_What you should do_. Reprint every entry, character for character.

==============================

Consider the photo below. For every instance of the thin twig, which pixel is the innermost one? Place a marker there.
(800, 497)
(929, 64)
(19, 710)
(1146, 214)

==============================

_Result_.
Consider the photo below. For every instance of the thin twig, which pixel is the innermost one? Place a marker there.
(800, 497)
(929, 64)
(19, 710)
(1146, 214)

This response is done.